» **About this task**: Where the line containing "Place one point on every instance of the asphalt" appears in the records below, begin there and write out each line exactly until the last one, and nothing more.

» **Records from a data collection**:
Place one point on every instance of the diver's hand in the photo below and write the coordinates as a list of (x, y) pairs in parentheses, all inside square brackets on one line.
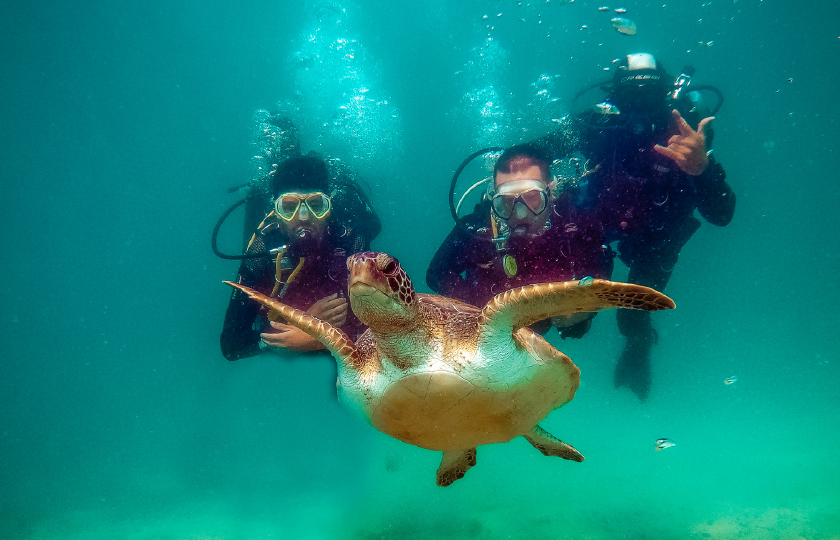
[(688, 149), (330, 309), (290, 338)]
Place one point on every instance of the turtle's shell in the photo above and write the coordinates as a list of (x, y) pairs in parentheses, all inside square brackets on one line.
[(461, 398)]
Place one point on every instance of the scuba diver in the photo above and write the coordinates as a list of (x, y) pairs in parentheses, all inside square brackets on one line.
[(353, 215), (647, 170), (297, 254), (521, 233)]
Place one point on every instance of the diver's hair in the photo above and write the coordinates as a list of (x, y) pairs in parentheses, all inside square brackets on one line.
[(520, 157), (304, 173)]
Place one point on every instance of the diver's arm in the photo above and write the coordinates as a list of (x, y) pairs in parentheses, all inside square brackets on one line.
[(239, 339), (716, 200)]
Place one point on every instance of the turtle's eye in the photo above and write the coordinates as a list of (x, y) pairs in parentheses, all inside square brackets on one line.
[(390, 268)]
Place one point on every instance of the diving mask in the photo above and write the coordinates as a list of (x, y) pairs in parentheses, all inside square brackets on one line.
[(532, 193), (287, 205)]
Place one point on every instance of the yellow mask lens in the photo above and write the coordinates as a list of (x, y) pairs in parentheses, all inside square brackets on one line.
[(287, 205)]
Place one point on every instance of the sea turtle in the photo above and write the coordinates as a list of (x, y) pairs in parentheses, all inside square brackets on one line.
[(444, 375)]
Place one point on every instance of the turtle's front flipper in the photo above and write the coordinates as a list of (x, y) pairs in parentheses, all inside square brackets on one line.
[(331, 337), (550, 445), (454, 465), (511, 310)]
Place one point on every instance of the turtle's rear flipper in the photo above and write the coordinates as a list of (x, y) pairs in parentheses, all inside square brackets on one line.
[(550, 445), (454, 465)]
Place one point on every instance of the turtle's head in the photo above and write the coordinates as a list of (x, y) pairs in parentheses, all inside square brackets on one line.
[(381, 294)]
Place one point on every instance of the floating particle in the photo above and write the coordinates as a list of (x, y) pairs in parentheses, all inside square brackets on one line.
[(662, 444), (624, 25)]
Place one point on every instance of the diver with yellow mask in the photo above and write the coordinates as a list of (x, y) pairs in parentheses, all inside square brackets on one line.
[(297, 254)]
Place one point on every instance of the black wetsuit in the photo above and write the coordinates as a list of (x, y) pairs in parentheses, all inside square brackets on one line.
[(353, 225), (646, 203), (468, 267), (322, 274)]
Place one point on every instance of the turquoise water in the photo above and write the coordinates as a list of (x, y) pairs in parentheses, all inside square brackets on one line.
[(124, 124)]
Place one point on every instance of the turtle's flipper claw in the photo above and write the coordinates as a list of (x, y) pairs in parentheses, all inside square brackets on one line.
[(550, 445), (454, 465)]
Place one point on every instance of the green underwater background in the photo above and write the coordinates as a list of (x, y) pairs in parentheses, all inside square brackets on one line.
[(123, 126)]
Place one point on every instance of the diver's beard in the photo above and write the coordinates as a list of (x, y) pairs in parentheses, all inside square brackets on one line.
[(306, 241)]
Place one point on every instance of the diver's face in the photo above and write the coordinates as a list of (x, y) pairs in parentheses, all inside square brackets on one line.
[(304, 223), (523, 200)]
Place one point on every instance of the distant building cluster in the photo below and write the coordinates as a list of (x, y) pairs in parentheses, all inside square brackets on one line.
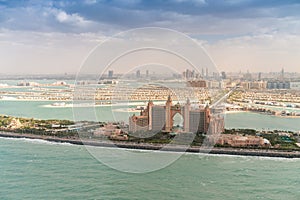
[(242, 141), (278, 85), (160, 118), (259, 85)]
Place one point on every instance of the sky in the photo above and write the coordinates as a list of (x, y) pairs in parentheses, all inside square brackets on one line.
[(47, 36)]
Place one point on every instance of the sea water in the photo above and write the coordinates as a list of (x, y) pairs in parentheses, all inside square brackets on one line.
[(35, 169)]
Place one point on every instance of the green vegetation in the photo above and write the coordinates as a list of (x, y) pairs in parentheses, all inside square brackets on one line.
[(52, 127)]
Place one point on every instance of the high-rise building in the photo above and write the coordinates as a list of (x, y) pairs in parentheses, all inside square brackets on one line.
[(259, 76), (160, 118), (110, 73), (138, 74), (223, 75)]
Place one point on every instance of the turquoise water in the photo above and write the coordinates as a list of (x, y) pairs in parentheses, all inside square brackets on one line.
[(38, 109), (33, 169)]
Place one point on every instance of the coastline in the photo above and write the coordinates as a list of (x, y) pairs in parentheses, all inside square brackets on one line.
[(158, 147)]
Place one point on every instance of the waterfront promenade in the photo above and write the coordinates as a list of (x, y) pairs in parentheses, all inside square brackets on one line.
[(161, 147)]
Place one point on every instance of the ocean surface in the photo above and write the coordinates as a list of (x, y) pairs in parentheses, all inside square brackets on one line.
[(44, 110), (34, 169)]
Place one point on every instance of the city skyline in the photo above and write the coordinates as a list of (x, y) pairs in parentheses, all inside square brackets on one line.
[(238, 35)]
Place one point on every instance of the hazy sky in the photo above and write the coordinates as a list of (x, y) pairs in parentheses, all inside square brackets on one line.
[(55, 36)]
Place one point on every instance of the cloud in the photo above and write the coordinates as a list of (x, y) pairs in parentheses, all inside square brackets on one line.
[(264, 52)]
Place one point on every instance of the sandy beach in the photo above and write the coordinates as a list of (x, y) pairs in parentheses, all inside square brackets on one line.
[(159, 147)]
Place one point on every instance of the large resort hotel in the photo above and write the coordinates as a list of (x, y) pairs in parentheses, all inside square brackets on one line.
[(160, 118)]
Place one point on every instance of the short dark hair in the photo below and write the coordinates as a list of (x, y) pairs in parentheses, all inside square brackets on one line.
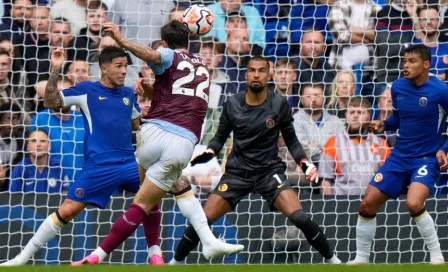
[(421, 50), (259, 58), (212, 43), (94, 5), (175, 34), (285, 62), (311, 85), (109, 53), (426, 7)]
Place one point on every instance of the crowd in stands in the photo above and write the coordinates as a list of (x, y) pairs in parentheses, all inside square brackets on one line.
[(333, 60)]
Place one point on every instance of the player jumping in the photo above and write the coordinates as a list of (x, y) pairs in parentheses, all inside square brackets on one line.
[(108, 109), (256, 118), (167, 138), (417, 158)]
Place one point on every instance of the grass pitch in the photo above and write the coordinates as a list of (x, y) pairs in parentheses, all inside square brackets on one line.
[(234, 268)]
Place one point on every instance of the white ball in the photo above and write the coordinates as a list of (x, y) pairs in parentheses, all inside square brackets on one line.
[(198, 19)]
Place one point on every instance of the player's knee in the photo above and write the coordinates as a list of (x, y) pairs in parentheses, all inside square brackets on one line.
[(181, 186), (414, 205)]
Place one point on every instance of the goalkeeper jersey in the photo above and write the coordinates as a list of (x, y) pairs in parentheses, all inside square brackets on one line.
[(107, 114), (418, 114)]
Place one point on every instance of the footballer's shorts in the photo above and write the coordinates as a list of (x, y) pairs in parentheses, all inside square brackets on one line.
[(394, 177), (235, 185), (98, 181), (163, 154)]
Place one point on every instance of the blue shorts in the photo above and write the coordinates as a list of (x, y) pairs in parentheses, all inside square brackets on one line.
[(397, 174), (96, 183)]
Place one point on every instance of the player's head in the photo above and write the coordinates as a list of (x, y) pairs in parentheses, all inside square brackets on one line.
[(312, 97), (38, 143), (175, 35), (113, 62), (257, 74), (358, 115), (417, 61)]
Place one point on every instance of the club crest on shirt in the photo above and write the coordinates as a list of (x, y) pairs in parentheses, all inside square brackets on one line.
[(378, 177), (126, 101), (270, 123), (223, 187), (79, 192), (423, 102)]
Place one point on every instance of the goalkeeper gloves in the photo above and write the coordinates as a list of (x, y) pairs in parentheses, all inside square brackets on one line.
[(206, 156), (310, 170)]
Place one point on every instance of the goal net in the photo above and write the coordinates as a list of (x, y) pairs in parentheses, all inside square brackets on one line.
[(322, 55)]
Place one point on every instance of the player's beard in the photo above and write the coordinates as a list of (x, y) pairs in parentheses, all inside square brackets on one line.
[(256, 89)]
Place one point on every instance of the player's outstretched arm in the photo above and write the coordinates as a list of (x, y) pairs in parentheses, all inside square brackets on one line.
[(52, 98), (141, 51)]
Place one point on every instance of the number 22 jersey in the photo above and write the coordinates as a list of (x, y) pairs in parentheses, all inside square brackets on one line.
[(181, 93)]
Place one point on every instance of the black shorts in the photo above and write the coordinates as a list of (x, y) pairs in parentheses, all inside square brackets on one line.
[(234, 186)]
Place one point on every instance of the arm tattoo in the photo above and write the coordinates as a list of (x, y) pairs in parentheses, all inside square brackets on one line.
[(52, 98)]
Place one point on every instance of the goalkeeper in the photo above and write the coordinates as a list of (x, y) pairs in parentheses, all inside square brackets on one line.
[(256, 117)]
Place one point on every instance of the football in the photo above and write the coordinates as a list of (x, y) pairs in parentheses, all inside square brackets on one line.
[(199, 19)]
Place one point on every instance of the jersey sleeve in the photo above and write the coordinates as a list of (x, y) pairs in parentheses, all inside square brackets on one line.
[(166, 60), (76, 95), (393, 122)]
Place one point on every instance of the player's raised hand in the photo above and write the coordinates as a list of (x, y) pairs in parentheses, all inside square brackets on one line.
[(204, 157), (376, 126), (442, 159), (310, 170), (57, 58), (113, 30)]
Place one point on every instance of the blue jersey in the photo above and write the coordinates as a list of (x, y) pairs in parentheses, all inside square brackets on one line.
[(418, 115), (107, 113), (66, 138), (26, 178)]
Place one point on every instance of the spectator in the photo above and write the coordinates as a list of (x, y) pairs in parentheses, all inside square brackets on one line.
[(140, 21), (236, 56), (74, 11), (312, 124), (88, 40), (95, 70), (78, 71), (313, 67), (220, 84), (349, 160), (177, 13), (66, 130), (14, 27), (38, 172), (429, 24), (309, 14), (352, 23), (9, 93), (38, 66), (385, 111), (11, 135), (394, 32), (285, 76), (222, 11), (342, 89)]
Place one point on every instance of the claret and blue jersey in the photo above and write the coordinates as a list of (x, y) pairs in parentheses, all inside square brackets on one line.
[(418, 116)]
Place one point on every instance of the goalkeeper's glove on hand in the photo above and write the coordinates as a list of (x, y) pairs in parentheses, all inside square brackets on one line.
[(310, 170), (206, 156)]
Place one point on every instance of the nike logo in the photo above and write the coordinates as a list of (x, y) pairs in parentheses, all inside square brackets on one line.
[(127, 221)]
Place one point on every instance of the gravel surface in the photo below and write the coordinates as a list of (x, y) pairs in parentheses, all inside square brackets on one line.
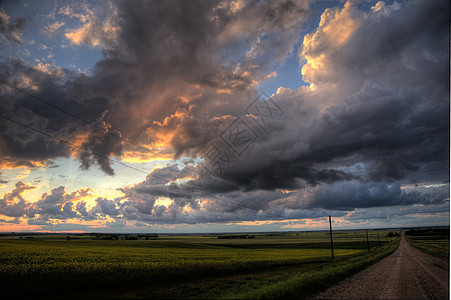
[(406, 274)]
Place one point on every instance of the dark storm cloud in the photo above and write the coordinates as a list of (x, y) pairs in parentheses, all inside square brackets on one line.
[(353, 194), (158, 52)]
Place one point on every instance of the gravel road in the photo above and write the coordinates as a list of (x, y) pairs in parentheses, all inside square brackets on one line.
[(406, 274)]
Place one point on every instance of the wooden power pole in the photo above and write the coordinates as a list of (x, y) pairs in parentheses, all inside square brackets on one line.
[(331, 239)]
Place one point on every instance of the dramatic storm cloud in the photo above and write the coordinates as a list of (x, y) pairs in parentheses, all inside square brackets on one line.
[(177, 90)]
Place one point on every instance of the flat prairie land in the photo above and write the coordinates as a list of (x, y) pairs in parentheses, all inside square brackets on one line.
[(273, 265)]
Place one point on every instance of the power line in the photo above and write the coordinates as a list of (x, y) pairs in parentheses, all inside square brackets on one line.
[(72, 115)]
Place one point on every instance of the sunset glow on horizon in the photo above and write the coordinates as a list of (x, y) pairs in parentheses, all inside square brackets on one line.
[(223, 116)]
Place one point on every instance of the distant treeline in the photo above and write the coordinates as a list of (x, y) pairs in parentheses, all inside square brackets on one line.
[(241, 236)]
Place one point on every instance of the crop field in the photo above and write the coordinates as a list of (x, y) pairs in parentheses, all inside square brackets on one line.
[(432, 241), (266, 265)]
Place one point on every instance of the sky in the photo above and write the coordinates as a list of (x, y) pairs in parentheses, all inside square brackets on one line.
[(223, 116)]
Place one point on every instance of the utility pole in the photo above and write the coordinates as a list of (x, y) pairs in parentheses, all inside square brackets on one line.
[(331, 240)]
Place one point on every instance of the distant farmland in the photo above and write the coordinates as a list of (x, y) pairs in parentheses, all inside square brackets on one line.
[(265, 265)]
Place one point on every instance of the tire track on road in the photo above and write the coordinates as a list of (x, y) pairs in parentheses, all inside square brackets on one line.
[(406, 274)]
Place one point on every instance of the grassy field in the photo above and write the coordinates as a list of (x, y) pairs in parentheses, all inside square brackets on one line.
[(267, 266), (434, 241)]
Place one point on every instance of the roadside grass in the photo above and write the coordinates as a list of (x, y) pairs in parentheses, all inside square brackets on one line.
[(306, 284), (182, 267)]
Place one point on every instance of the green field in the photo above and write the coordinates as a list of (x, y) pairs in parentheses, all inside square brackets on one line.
[(430, 240), (267, 266)]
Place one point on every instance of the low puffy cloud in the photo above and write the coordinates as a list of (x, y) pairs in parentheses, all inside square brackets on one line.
[(11, 29)]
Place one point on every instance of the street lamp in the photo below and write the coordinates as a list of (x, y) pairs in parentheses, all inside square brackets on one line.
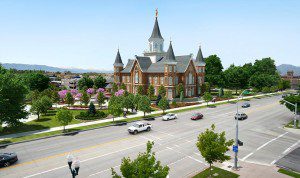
[(236, 133), (295, 118)]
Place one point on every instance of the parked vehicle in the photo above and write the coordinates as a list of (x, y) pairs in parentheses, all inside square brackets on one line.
[(7, 159), (169, 116), (241, 116), (139, 127), (246, 105), (197, 116)]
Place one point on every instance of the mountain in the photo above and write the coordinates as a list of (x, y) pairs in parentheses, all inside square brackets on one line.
[(49, 68), (283, 68)]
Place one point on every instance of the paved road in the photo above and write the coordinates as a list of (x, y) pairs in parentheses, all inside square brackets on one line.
[(264, 142)]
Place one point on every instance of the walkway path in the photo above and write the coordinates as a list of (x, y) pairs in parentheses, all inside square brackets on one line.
[(115, 119)]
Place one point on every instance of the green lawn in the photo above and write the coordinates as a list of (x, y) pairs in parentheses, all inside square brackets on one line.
[(289, 173), (45, 122), (216, 172)]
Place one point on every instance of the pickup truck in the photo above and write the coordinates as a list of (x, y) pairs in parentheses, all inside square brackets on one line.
[(139, 127)]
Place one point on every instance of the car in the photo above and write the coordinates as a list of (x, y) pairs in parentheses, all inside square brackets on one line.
[(246, 105), (169, 116), (139, 127), (241, 116), (7, 159), (197, 116)]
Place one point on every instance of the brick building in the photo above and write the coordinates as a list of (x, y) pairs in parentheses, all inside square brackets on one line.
[(157, 67)]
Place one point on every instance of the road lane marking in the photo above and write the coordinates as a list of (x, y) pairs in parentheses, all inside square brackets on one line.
[(265, 144), (85, 160)]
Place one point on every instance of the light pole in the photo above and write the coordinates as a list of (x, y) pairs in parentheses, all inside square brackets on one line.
[(237, 133), (295, 117)]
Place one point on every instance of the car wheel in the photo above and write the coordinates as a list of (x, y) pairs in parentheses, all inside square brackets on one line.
[(6, 164)]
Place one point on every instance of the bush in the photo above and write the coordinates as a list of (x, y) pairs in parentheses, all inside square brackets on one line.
[(86, 115), (266, 90)]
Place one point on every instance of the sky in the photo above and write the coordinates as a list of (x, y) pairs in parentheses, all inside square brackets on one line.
[(87, 33)]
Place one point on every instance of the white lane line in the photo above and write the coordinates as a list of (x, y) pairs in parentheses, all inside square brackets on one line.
[(85, 160), (270, 141), (289, 148), (265, 144)]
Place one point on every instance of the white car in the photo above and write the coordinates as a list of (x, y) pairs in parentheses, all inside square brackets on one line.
[(169, 116), (139, 127)]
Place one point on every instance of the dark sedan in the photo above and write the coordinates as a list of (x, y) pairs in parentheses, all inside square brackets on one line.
[(246, 105), (7, 159), (197, 116), (241, 116)]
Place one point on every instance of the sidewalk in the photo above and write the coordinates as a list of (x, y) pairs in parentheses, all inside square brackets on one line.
[(250, 170), (116, 119)]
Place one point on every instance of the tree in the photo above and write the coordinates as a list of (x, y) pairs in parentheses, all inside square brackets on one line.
[(213, 71), (228, 95), (12, 99), (145, 165), (163, 104), (150, 91), (207, 97), (85, 99), (144, 104), (92, 109), (99, 82), (162, 90), (292, 99), (37, 81), (140, 90), (100, 99), (128, 101), (85, 82), (115, 106), (213, 146), (136, 101), (64, 117), (179, 89), (41, 105), (69, 99)]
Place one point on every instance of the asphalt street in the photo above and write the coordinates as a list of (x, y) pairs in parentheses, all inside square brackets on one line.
[(265, 142)]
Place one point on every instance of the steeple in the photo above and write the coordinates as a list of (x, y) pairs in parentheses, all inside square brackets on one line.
[(170, 57), (156, 31), (118, 60), (199, 58)]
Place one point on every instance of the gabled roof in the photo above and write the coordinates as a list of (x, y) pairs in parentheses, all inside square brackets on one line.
[(156, 32), (170, 54), (118, 59), (199, 59)]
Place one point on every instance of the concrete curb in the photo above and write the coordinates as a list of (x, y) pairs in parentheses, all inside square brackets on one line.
[(66, 134)]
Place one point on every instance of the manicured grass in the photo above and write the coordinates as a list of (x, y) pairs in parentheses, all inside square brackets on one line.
[(289, 173), (291, 124), (216, 172), (45, 122)]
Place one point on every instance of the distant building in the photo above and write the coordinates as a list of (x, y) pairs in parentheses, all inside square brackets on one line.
[(295, 80), (157, 67)]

» **Task response**:
Place one point on every instance of the asphalt street in the photo above and write the coordinates as a list of (x, y) pairs in parentheses, all inside square brackets on one line.
[(265, 142)]
Place one point on every instance of the steeple in the photo above and write the coordinates as a list of (x, y) pairs in parentheses, all inside square brackets on one line.
[(170, 57), (156, 31), (118, 60), (199, 58)]
Place one point on every instance of the gabled roof in the photo above and write the coordinates as a list of (x, y) pairs in parentheses, all inside square brackets on one line.
[(156, 32), (170, 54), (118, 59), (199, 59)]
Place one point on every instance of the concrete curb in the photo above and write the coordinates as a list of (x, y) pairs in parentheses, all inside square brackets on one line.
[(66, 134)]
Place one point on every instance of the manicured grass in the photo above and write the coordinates as a list of (x, y) pairs in parentheses, all inside square brackets on one line.
[(289, 173), (291, 124), (216, 172), (45, 122)]
Place one point on every instance of the distant building in the photo above and write the coordinates as a list of (x, y) pairs in parentheses, all inside square brackets on one line.
[(295, 80), (157, 67)]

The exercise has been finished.